◆ **YOUR INSTRUCTIONS**: Reproduce the rows beginning at the one that contains "In this photo, each instance of the toiletry" and stopping after the one that contains "In this photo, each instance of the bath rug", keeping the request lines and scaling every point coordinate by 2.45, rounded to whole numbers with halves rounded up. Give only those rows.
:: MATERIAL SUPPLIED
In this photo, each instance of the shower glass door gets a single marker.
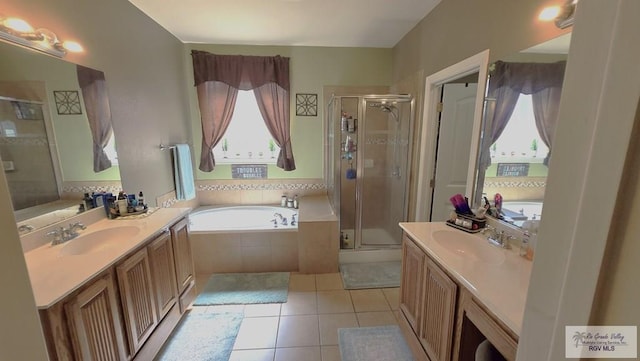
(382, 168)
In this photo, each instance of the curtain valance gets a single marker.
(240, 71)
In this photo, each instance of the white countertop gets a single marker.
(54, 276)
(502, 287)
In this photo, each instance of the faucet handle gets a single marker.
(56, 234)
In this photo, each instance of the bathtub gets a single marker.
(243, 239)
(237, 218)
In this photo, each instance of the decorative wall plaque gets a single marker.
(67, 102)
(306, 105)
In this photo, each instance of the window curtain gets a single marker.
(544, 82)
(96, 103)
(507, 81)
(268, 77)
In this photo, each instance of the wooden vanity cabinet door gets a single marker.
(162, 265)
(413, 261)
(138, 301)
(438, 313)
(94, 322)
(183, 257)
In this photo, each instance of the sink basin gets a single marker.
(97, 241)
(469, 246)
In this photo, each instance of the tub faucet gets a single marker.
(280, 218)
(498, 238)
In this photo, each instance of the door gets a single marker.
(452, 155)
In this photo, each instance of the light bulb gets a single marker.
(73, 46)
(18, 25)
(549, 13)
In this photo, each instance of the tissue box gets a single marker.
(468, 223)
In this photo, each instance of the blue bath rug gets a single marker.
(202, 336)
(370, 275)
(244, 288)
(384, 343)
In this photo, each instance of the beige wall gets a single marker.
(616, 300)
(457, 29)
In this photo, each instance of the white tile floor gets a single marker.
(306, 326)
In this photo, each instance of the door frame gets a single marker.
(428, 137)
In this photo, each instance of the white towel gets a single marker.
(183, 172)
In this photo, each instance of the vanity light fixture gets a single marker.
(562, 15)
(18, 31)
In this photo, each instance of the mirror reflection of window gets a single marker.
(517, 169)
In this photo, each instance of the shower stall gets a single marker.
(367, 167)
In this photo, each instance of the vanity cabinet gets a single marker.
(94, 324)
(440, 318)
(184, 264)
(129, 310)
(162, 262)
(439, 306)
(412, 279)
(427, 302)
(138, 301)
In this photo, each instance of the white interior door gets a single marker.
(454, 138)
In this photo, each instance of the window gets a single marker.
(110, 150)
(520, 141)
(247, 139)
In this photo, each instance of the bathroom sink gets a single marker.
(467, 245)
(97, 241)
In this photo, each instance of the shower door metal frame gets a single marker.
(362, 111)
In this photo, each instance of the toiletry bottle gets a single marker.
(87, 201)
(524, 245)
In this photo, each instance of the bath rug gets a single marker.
::::
:: MATERIAL SUPPLIED
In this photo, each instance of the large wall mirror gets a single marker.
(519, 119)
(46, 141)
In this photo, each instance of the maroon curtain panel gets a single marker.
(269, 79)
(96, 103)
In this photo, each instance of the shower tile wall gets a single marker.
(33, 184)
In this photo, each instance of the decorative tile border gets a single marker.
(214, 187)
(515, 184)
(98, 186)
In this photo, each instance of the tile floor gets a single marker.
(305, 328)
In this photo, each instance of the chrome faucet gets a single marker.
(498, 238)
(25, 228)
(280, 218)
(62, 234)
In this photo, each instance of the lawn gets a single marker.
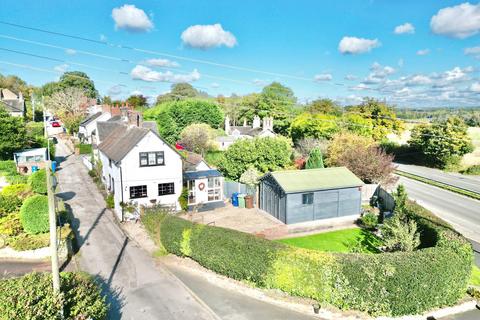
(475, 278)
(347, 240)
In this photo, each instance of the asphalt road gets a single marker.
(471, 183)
::::
◆ **SOLUTION BELOW**:
In this photo, each instance of the toiletry bottle gets a single marker.
(213, 492)
(1284, 600)
In this photo, each instance of the bath rug gets a single marker.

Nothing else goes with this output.